*TASK TO CARRY OUT*
Rewrite the records below, changing "single marker" to "single dot" wherever it occurs and keeping everything else the same. Leave the pictures out.
— Start of DATA PROVIDED —
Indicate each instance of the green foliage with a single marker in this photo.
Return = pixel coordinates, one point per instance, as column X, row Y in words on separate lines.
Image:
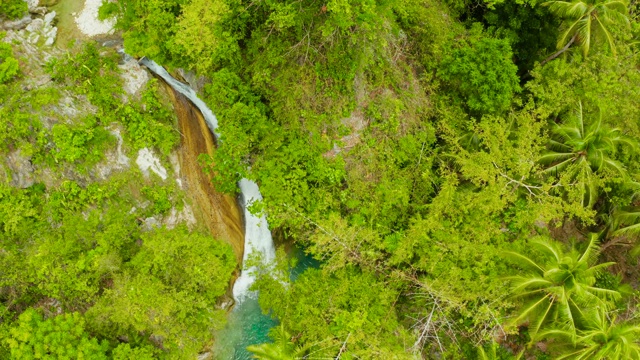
column 602, row 338
column 62, row 336
column 586, row 22
column 483, row 74
column 93, row 74
column 560, row 288
column 85, row 142
column 581, row 150
column 358, row 312
column 281, row 349
column 170, row 290
column 13, row 9
column 149, row 124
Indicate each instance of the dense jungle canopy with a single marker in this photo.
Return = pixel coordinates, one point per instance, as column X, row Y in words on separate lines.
column 466, row 173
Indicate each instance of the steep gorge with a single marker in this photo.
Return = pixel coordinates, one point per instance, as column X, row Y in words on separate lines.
column 220, row 212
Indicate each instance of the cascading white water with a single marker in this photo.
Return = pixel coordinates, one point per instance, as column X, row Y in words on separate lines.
column 257, row 236
column 186, row 90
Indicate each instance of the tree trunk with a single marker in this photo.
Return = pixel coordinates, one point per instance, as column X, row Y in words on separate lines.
column 565, row 48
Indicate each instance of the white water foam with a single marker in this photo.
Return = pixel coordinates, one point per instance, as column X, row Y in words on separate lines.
column 257, row 236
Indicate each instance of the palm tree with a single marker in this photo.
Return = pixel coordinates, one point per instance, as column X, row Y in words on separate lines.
column 603, row 338
column 558, row 288
column 584, row 149
column 586, row 21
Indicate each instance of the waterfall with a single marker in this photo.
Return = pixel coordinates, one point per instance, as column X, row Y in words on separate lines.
column 257, row 234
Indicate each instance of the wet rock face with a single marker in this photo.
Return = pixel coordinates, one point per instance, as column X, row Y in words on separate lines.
column 36, row 30
column 21, row 170
column 16, row 24
column 48, row 2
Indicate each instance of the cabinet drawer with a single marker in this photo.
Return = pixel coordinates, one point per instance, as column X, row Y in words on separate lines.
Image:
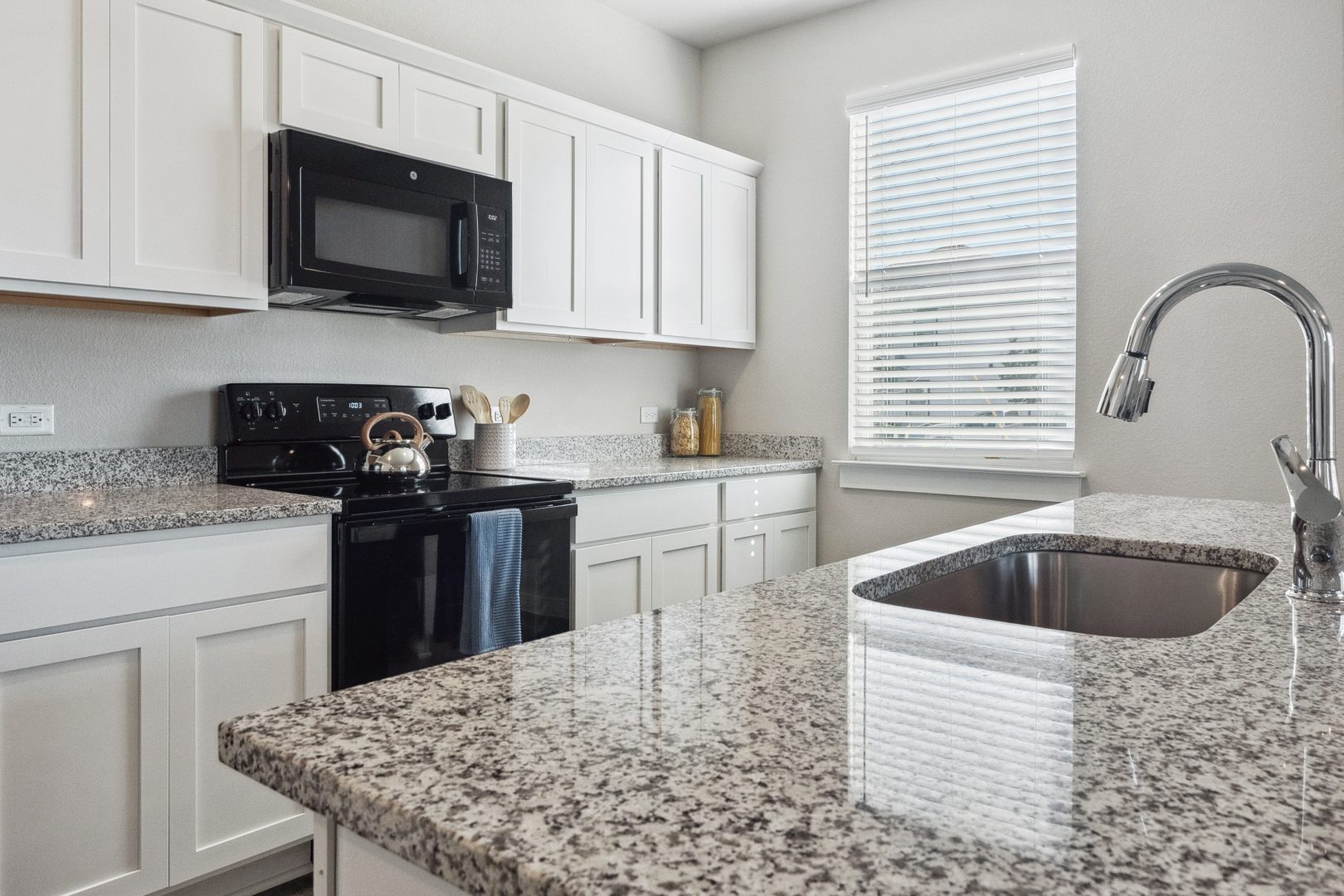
column 746, row 497
column 617, row 514
column 84, row 585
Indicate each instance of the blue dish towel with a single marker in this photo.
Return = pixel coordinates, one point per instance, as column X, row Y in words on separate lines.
column 491, row 603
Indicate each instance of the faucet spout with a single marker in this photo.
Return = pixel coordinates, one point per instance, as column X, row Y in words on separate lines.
column 1312, row 484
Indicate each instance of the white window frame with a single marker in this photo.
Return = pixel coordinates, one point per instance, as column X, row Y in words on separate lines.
column 947, row 470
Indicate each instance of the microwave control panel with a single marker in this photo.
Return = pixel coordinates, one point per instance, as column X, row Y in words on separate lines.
column 492, row 265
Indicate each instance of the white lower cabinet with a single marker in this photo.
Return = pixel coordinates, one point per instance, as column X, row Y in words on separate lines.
column 226, row 663
column 745, row 553
column 110, row 776
column 795, row 547
column 689, row 544
column 611, row 581
column 686, row 566
column 767, row 548
column 84, row 762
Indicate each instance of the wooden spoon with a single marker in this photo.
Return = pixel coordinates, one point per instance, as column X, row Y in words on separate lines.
column 518, row 407
column 476, row 403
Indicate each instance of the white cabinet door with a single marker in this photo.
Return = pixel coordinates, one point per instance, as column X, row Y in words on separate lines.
column 54, row 155
column 620, row 232
column 226, row 663
column 544, row 158
column 84, row 762
column 793, row 544
column 684, row 245
column 188, row 149
column 745, row 553
column 733, row 257
column 449, row 121
column 336, row 90
column 686, row 566
column 611, row 581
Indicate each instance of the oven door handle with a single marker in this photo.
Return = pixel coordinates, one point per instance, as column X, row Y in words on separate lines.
column 448, row 523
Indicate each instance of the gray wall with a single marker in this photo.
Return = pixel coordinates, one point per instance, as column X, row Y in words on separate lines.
column 580, row 47
column 1209, row 130
column 129, row 379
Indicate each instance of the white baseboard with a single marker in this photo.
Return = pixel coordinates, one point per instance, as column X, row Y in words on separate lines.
column 251, row 878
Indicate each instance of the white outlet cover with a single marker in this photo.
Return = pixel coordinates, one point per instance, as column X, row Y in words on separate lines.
column 27, row 419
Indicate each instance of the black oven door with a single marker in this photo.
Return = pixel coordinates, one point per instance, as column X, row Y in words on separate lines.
column 398, row 602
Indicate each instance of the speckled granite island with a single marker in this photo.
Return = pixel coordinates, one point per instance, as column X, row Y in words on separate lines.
column 791, row 738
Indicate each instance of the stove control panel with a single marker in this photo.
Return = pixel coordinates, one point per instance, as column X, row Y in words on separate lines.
column 325, row 411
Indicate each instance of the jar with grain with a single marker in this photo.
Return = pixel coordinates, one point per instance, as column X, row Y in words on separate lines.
column 686, row 433
column 711, row 421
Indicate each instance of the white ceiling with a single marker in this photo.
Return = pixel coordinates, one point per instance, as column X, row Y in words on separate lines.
column 704, row 23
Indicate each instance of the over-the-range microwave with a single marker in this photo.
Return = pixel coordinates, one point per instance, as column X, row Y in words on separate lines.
column 368, row 231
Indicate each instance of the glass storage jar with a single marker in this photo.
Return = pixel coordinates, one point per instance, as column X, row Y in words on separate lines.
column 711, row 421
column 686, row 433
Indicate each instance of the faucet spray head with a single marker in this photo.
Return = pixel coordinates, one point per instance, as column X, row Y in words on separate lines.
column 1127, row 388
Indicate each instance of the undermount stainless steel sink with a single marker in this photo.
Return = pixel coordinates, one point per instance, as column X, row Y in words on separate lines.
column 1088, row 592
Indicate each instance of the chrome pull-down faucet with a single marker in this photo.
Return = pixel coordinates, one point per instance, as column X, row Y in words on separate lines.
column 1312, row 483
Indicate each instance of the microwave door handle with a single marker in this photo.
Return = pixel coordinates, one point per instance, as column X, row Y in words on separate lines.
column 459, row 246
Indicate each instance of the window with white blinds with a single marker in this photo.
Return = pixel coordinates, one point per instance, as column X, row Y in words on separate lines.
column 962, row 227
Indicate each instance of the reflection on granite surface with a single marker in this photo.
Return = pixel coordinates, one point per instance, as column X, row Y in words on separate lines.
column 50, row 516
column 962, row 726
column 793, row 738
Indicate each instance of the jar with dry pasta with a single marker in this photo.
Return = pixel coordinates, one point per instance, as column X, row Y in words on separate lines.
column 711, row 421
column 686, row 433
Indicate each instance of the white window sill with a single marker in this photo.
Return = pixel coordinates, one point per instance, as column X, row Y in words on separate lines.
column 941, row 477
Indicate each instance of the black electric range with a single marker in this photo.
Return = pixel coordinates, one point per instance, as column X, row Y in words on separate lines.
column 398, row 553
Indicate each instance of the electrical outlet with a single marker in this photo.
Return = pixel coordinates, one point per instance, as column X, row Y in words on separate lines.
column 27, row 419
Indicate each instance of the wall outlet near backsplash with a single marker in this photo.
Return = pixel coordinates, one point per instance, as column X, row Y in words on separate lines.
column 27, row 419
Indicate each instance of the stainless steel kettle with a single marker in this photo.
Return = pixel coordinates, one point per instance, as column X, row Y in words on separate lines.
column 392, row 458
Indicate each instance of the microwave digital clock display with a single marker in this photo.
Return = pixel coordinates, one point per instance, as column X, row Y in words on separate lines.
— End of DATA PROVIDED —
*RESULT OF THIS EXERCISE*
Indicate each instance of the green foliage with a single dot in this photo.
Return = pixel coordinates, one point per instance, as column X, row Y in words on separate lines.
Image:
column 602, row 338
column 62, row 336
column 586, row 22
column 483, row 74
column 93, row 74
column 560, row 288
column 85, row 142
column 581, row 150
column 358, row 312
column 281, row 349
column 170, row 290
column 13, row 9
column 149, row 124
Indicate each instance of the dense jungle canopy with a single dot in this photo.
Return = pixel coordinates, one point per instance, as column X, row Y in words on separate lines.
column 466, row 173
Indicate each instance of the steep gorge with a single dot in this photo.
Return = pixel coordinates, one point per instance, as column X, row Y in words on separate lines.
column 220, row 212
Indicate each instance of the cascading white water with a single dot in this photo.
Return = pixel coordinates, one point per instance, as column X, row Y in words on separate lines.
column 257, row 236
column 186, row 90
Indicate each instance of the tree trunk with a single dot in this photo.
Return = pixel coordinates, one point per instance, as column X, row Y in words on separate lines.
column 565, row 48
Indicate each instance of the white water foam with a single dot in this photo.
Return = pixel coordinates, one point per instance, as column X, row Y in words on separate lines.
column 257, row 236
Indicate each instance of the palm tree with a single dot in this photo.
Return = pixel coordinates, one point per instance, as column X, row Y in words on separate lines.
column 603, row 338
column 558, row 288
column 584, row 149
column 586, row 21
Indicate each instance of the waterfall with a single dot in this photo.
Return = pixel coordinates, one point per instance, as column X, row Y in words on separate lines.
column 257, row 234
Indicate each instance of the wet rock face with a single dot in this photo.
Return = pixel coordinates, one point per instance, as column X, row Y in words on separate lines.
column 36, row 30
column 21, row 170
column 16, row 24
column 48, row 2
Indicate each instance of the cabinet drawer with a single dot in this photo.
Return = pixel coordinates, one point per instance, as column X, row Y in words on separate lines.
Image:
column 746, row 497
column 617, row 514
column 84, row 585
Indicate each instance of the blue dish towel with a single dot in this photo.
Return = pixel coordinates, one point per instance, as column X, row Y in words on separate lines.
column 491, row 603
Indicate each instance of the faucet spout with a single dot in this photo.
Return = pixel coordinates, one point per instance, as column X, row Y in words on separate lines.
column 1312, row 484
Indicate each instance of the white window frame with a single dot in this photo.
Return = pixel coordinates, one point per instance, as column X, row Y in words on separate lines.
column 947, row 470
Indicate each instance of the microwave control panel with a single dot in this photo.
Return = pixel coordinates, one point per instance, as column X, row Y in words on separate lines.
column 492, row 265
Indicate each instance of the white lower cabinet with a single dot in this photo.
Return = pixel coordinates, one point per instance, as column X, row Y in words on separate lines.
column 226, row 663
column 745, row 553
column 110, row 776
column 795, row 547
column 689, row 544
column 611, row 581
column 686, row 566
column 767, row 548
column 84, row 762
Indicate each instance of the wooden spoon with a single dot in this photo.
Return = pixel coordinates, one point per instance, as column X, row Y in words on separate lines.
column 518, row 407
column 476, row 403
Indicate each instance of the white cabinet door with a single dot in this photo.
Return = pixel coordinates, one point per instance, as column X, row Y in words on separate lines.
column 54, row 155
column 620, row 232
column 226, row 663
column 544, row 158
column 84, row 762
column 793, row 544
column 684, row 245
column 188, row 149
column 745, row 553
column 733, row 257
column 449, row 121
column 336, row 90
column 686, row 566
column 611, row 581
Indicate each instance of the oven door handle with a single dot in this photo.
Return = pixel coordinates, one point per instance, as column X, row Y in words on separate lines.
column 448, row 523
Indicate each instance of the gray wall with a single dot in this photo.
Return = pixel coordinates, one point per instance, as column X, row Y in words on separate lines.
column 580, row 47
column 1209, row 130
column 129, row 379
Indicate each instance of the white baseboard with a single dot in this photo.
Return = pixel coordinates, one point per instance, as column X, row Y in words on separate lines.
column 251, row 878
Indicate each instance of the white outlet cover with a single dot in this photo.
Return = pixel coordinates, one point per instance, as column X, row Y in words on separate lines.
column 27, row 419
Indicate each instance of the black oven door with a single dot in this photo.
Return = pixel coordinates, one point per instance, as column X, row Y in words on separate lines.
column 398, row 602
Indicate each instance of the speckled granite island with a single dot in this photo.
Return = pixel coordinates, one point per instance, as column X, row Y in words on separate lines.
column 791, row 738
Indicate each instance of the stove control panel with a single dot in this photo.
Return = pixel coordinates, one point per instance, as column X, row Y in words on separate lines.
column 325, row 411
Indicate each instance of the jar with grain with a single dot in this photo.
Return = pixel coordinates, one point per instance, as column X, row Y in words on separate lines.
column 686, row 433
column 711, row 421
Indicate each instance of the white ceiling with a single dot in this photo.
Return = pixel coordinates, one point per instance, as column X, row Y in words on separate lines.
column 704, row 23
Indicate each instance of the over-the-range microwave with a single dot in this photo.
Return = pixel coordinates, one point per instance, as column X, row Y in words on separate lines.
column 368, row 231
Indicate each instance of the glass storage jar with a single dot in this photo.
Return = pixel coordinates, one point per instance, as column X, row Y in words on separate lines.
column 711, row 421
column 686, row 433
Indicate each instance of the faucet spray head with a single dot in this photo.
Return = pixel coordinates, one point per instance, as column X, row Y in words on separate lines.
column 1127, row 388
Indicate each instance of the undermount stainless steel sink with a single dot in this photo.
Return = pixel coordinates, one point per instance, as column X, row Y in words on separate lines.
column 1088, row 592
Indicate each instance of the chrome pull-down faucet with a single dot in this photo.
Return = pixel coordinates, one point per instance, as column X, row Y in words on separate lines.
column 1312, row 483
Indicate each instance of the microwave door handle with a single dot in this photo.
Return = pixel coordinates, one point per instance, as column X, row Y in words on separate lines.
column 459, row 246
Indicate each instance of the window with white blinds with a single dot in this photo.
Return = pixel coordinates, one point per instance, as column X, row Y in words on separate lines.
column 962, row 227
Indicate each instance of the reflection on granite surface with a single dot in this photo.
Return = pixel coordinates, one point per instance, as column X, row Y in words on separate lines.
column 50, row 516
column 962, row 726
column 793, row 738
Indicate each instance of the jar with dry pasta with a single dot in this photo.
Return = pixel coordinates, one point per instance, as column X, row Y in words on separate lines.
column 711, row 421
column 686, row 433
Indicate each instance of the white window sill with a single dot in this photo.
Return = pixel coordinates, one point per instance, as column X, row Y in words on separate lines.
column 941, row 477
Indicate each instance of the black electric range with a single dot in this photo.
Return = pixel coordinates, one point per instance, as column X, row Y in words on separate lines.
column 398, row 553
Indicate each instance of the electrical outlet with a single dot in this photo.
Return = pixel coordinates, one point per instance, as column X, row Y in words on separate lines.
column 27, row 419
Indicate each instance of the wall outlet near backsplash with a single dot in this photo.
Return = pixel coordinates, one point per instance, as column X, row Y in words on separate lines.
column 27, row 419
Indicate each instance of the stainless steel kettle with a single dot in this photo.
Return = pixel coordinates, one point per instance, as column X, row Y in words on separate lines.
column 392, row 458
Indicate each instance of the microwave digital clock display with a single dot in this photo.
Return = pixel coordinates, one point per instance, as column X, row Y in words on separate lines.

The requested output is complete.